To be done: Please reproduce every one of the records below word for word, with nothing changed.

Pointing and labeling entries:
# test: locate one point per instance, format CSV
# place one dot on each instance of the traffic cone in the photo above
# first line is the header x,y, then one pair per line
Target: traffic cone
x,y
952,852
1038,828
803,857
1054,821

Complete output:
# test: locate one point per instance, format CSV
# place one dot on each instance of the traffic cone in the photo above
# first line is the header x,y, then one pair per line
Target: traffic cone
x,y
952,852
1038,828
803,857
1054,821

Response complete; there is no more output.